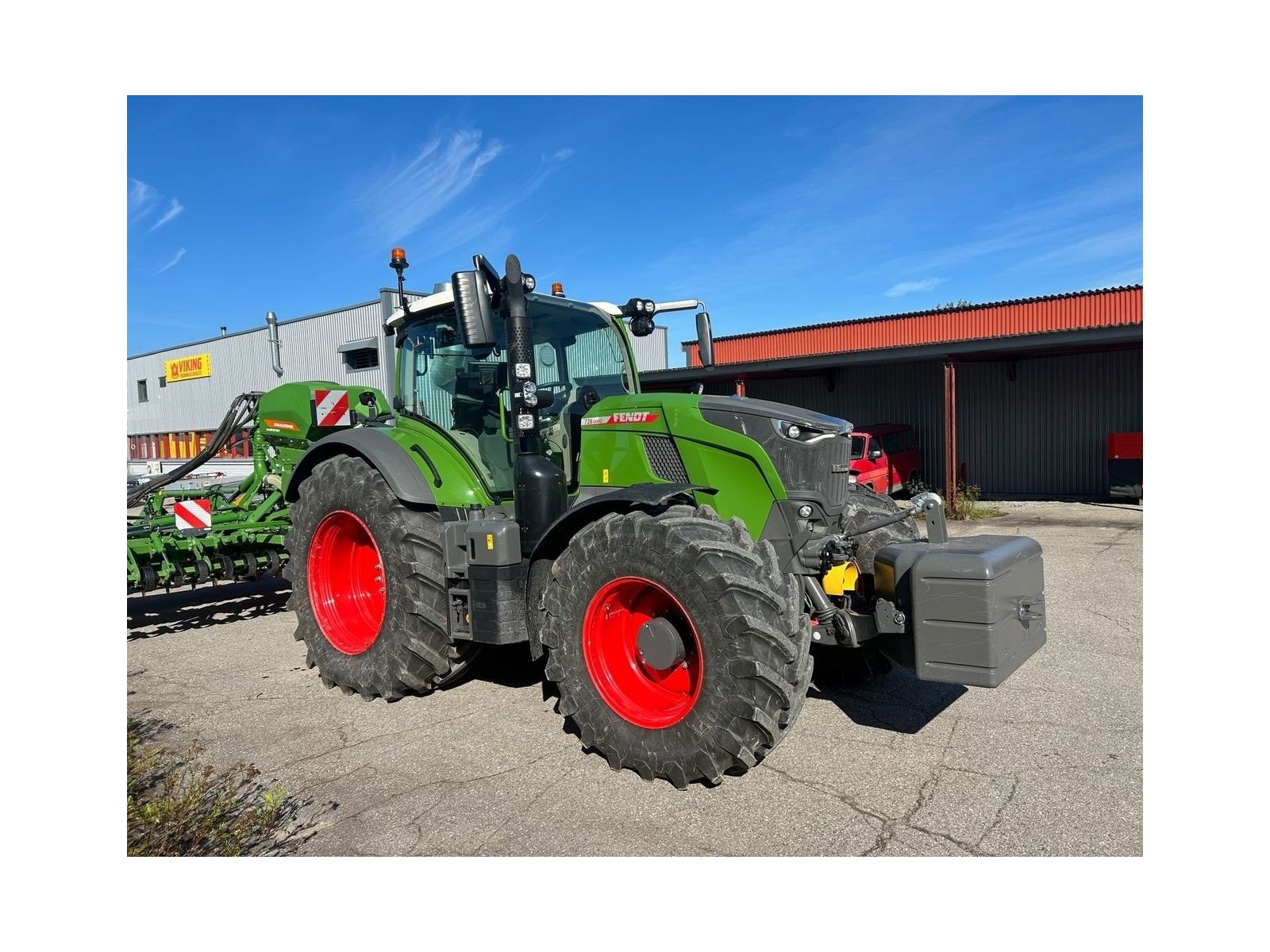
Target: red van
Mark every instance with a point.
(886, 457)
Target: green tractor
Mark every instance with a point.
(673, 556)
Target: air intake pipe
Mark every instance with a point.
(275, 348)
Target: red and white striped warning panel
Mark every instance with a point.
(194, 513)
(330, 408)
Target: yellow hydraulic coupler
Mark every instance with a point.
(841, 579)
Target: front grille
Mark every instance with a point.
(810, 467)
(804, 467)
(664, 460)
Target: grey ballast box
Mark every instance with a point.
(976, 606)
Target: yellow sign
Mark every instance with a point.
(188, 367)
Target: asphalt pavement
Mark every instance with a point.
(1047, 765)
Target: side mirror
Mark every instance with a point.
(475, 310)
(705, 340)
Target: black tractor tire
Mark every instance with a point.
(864, 507)
(749, 628)
(412, 651)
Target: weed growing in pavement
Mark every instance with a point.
(964, 503)
(179, 806)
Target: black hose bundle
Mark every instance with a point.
(241, 416)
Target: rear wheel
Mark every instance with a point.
(368, 585)
(679, 647)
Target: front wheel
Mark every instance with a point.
(677, 647)
(368, 585)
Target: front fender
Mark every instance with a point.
(625, 498)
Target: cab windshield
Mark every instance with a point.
(575, 351)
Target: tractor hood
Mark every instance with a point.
(778, 412)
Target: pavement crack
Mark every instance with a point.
(831, 793)
(1110, 619)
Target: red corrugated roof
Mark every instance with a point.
(1080, 310)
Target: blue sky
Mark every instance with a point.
(774, 211)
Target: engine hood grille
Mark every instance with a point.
(818, 466)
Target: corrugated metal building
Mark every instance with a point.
(173, 419)
(1015, 397)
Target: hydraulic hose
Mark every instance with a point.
(241, 414)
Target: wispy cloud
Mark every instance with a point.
(444, 187)
(448, 167)
(171, 263)
(145, 202)
(908, 287)
(173, 211)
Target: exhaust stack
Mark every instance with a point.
(275, 348)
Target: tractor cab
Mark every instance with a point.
(581, 355)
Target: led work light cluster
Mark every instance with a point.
(641, 310)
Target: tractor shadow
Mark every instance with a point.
(188, 609)
(895, 701)
(508, 666)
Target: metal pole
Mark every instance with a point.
(950, 431)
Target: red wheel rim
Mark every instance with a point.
(610, 645)
(346, 583)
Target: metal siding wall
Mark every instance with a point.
(1080, 310)
(651, 353)
(901, 393)
(241, 362)
(1045, 433)
(1041, 436)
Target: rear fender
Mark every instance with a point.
(380, 451)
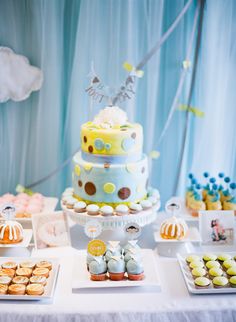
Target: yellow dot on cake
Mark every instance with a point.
(109, 187)
(77, 170)
(87, 166)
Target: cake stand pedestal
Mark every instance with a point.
(113, 226)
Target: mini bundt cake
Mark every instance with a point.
(173, 228)
(11, 232)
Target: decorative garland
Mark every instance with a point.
(98, 91)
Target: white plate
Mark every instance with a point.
(81, 277)
(27, 235)
(48, 289)
(190, 281)
(50, 204)
(193, 236)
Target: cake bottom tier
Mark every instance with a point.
(109, 183)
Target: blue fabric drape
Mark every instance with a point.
(63, 37)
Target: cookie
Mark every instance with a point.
(35, 289)
(20, 280)
(41, 272)
(27, 272)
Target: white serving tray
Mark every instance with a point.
(189, 281)
(48, 289)
(81, 277)
(193, 236)
(27, 235)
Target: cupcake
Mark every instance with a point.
(202, 282)
(98, 269)
(228, 263)
(135, 269)
(231, 271)
(146, 204)
(196, 264)
(220, 282)
(111, 252)
(209, 257)
(92, 210)
(230, 204)
(198, 272)
(106, 211)
(191, 258)
(135, 208)
(232, 281)
(131, 245)
(131, 253)
(214, 272)
(223, 257)
(211, 264)
(122, 210)
(80, 206)
(116, 268)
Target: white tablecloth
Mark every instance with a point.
(173, 303)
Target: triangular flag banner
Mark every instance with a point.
(194, 110)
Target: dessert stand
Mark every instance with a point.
(170, 247)
(113, 226)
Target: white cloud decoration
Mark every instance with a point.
(17, 77)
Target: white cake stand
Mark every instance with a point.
(113, 226)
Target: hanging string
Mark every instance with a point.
(182, 78)
(139, 66)
(201, 3)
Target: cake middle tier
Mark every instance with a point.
(110, 183)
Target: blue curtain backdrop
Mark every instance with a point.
(62, 37)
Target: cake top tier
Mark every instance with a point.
(110, 134)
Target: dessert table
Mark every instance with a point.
(173, 303)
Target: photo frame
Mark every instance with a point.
(217, 227)
(51, 230)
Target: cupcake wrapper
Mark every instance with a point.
(136, 277)
(116, 276)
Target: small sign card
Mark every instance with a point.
(50, 230)
(217, 227)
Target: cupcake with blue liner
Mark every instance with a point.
(135, 269)
(116, 268)
(131, 245)
(131, 253)
(98, 269)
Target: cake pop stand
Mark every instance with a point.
(113, 226)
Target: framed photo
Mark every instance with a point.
(217, 227)
(50, 230)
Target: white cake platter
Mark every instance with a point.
(142, 218)
(81, 277)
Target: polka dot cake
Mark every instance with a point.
(111, 167)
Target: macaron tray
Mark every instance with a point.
(27, 278)
(81, 276)
(210, 286)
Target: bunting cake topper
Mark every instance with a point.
(100, 92)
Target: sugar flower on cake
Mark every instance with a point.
(110, 116)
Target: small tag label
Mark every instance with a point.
(132, 230)
(93, 229)
(96, 247)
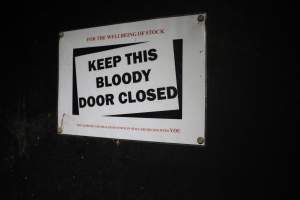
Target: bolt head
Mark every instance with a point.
(200, 18)
(200, 140)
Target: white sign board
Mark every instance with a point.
(138, 81)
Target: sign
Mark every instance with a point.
(140, 81)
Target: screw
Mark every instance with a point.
(200, 18)
(200, 140)
(59, 130)
(61, 34)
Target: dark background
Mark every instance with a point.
(243, 158)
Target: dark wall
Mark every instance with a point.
(241, 159)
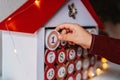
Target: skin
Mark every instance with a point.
(74, 34)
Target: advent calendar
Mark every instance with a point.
(63, 61)
(42, 56)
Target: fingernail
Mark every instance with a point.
(60, 37)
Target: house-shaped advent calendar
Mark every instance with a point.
(37, 53)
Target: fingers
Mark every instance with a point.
(66, 26)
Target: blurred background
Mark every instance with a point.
(109, 13)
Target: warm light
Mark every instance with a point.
(105, 66)
(91, 72)
(99, 71)
(37, 3)
(103, 60)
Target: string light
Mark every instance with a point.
(103, 60)
(99, 71)
(37, 3)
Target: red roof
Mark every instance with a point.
(31, 16)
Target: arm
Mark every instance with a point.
(97, 44)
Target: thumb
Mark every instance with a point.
(65, 37)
--------------------
- _TASK PROMPT_
Retrieve each line from the records above where the word "string" occurs.

- _RESULT BELOW_
Target: hanging string
Target: string light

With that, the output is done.